_Raw data_
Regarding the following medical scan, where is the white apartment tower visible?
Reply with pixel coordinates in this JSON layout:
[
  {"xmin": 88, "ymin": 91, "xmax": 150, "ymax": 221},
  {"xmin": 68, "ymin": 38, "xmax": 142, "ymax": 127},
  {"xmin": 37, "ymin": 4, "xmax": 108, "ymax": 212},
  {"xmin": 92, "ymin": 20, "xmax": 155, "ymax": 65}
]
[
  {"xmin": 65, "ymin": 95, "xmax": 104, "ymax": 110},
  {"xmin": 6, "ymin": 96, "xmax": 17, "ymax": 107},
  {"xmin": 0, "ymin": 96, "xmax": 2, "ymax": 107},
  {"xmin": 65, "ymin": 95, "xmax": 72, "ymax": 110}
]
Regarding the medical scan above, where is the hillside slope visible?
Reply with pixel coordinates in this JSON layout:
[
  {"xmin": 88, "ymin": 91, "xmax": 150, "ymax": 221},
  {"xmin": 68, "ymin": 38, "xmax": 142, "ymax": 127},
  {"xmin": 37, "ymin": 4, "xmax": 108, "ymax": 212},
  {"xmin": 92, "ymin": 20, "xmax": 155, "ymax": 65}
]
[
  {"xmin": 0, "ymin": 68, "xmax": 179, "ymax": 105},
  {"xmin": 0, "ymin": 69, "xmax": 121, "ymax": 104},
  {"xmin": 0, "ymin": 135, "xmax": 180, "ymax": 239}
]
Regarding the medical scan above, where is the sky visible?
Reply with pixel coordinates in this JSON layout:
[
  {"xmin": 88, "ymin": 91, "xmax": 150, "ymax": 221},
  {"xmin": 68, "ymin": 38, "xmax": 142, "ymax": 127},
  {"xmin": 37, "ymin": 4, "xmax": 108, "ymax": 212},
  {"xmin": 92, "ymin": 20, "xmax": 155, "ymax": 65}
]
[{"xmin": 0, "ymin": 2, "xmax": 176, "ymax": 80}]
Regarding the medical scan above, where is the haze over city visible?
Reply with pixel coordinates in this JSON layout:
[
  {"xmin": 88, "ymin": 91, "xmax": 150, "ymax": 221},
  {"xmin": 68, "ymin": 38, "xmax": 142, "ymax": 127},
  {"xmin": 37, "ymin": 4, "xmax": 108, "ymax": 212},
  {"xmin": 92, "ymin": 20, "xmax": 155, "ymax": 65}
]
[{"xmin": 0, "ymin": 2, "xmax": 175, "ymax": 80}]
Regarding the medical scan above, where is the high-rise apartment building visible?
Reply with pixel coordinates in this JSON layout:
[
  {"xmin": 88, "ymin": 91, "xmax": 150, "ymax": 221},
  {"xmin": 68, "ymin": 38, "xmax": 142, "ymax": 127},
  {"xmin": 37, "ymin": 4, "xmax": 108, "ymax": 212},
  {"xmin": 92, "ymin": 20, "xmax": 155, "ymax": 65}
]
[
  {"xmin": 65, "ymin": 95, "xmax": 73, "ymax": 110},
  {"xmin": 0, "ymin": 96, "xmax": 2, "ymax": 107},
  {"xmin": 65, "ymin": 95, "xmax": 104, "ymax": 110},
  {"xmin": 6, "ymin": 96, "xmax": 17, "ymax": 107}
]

_Exercise requirements_
Your response should consist of the full listing, exactly as written.

_Answer to this exercise_
Regarding the following medical scan, where is the white apartment tower visible?
Reply with pixel coordinates in this JSON layout:
[
  {"xmin": 88, "ymin": 91, "xmax": 150, "ymax": 221},
  {"xmin": 68, "ymin": 38, "xmax": 142, "ymax": 127},
  {"xmin": 37, "ymin": 4, "xmax": 108, "ymax": 212},
  {"xmin": 92, "ymin": 20, "xmax": 155, "ymax": 65}
]
[
  {"xmin": 65, "ymin": 95, "xmax": 104, "ymax": 110},
  {"xmin": 6, "ymin": 96, "xmax": 17, "ymax": 107},
  {"xmin": 0, "ymin": 96, "xmax": 2, "ymax": 107},
  {"xmin": 65, "ymin": 95, "xmax": 72, "ymax": 110}
]
Regarding the medical scan above, where is the hillside slope visible?
Reply with pixel coordinates in this JSON layout:
[
  {"xmin": 88, "ymin": 91, "xmax": 150, "ymax": 221},
  {"xmin": 68, "ymin": 38, "xmax": 142, "ymax": 127},
  {"xmin": 37, "ymin": 4, "xmax": 108, "ymax": 212},
  {"xmin": 92, "ymin": 20, "xmax": 155, "ymax": 65}
]
[
  {"xmin": 0, "ymin": 68, "xmax": 179, "ymax": 105},
  {"xmin": 0, "ymin": 69, "xmax": 121, "ymax": 104},
  {"xmin": 0, "ymin": 135, "xmax": 180, "ymax": 239}
]
Regarding the medical scan above, where is the sky visible?
Reply with pixel coordinates in this JSON layout:
[
  {"xmin": 88, "ymin": 91, "xmax": 150, "ymax": 221},
  {"xmin": 68, "ymin": 38, "xmax": 142, "ymax": 127},
  {"xmin": 37, "ymin": 4, "xmax": 108, "ymax": 212},
  {"xmin": 92, "ymin": 20, "xmax": 155, "ymax": 65}
]
[{"xmin": 0, "ymin": 2, "xmax": 176, "ymax": 80}]
Regarding the medical scan above, where is the haze over city visible?
Reply with pixel coordinates in this JSON layout:
[
  {"xmin": 88, "ymin": 91, "xmax": 150, "ymax": 221},
  {"xmin": 68, "ymin": 38, "xmax": 142, "ymax": 127},
  {"xmin": 37, "ymin": 4, "xmax": 108, "ymax": 212},
  {"xmin": 92, "ymin": 20, "xmax": 155, "ymax": 65}
]
[{"xmin": 0, "ymin": 2, "xmax": 175, "ymax": 80}]
Regarding the medical scan above, where is the high-rise apartment building visible?
Reply with pixel coordinates in this JSON layout:
[
  {"xmin": 88, "ymin": 91, "xmax": 150, "ymax": 221},
  {"xmin": 68, "ymin": 38, "xmax": 142, "ymax": 127},
  {"xmin": 37, "ymin": 4, "xmax": 108, "ymax": 212},
  {"xmin": 92, "ymin": 20, "xmax": 155, "ymax": 65}
]
[
  {"xmin": 65, "ymin": 95, "xmax": 73, "ymax": 110},
  {"xmin": 0, "ymin": 96, "xmax": 2, "ymax": 107},
  {"xmin": 65, "ymin": 95, "xmax": 104, "ymax": 110},
  {"xmin": 6, "ymin": 96, "xmax": 17, "ymax": 107}
]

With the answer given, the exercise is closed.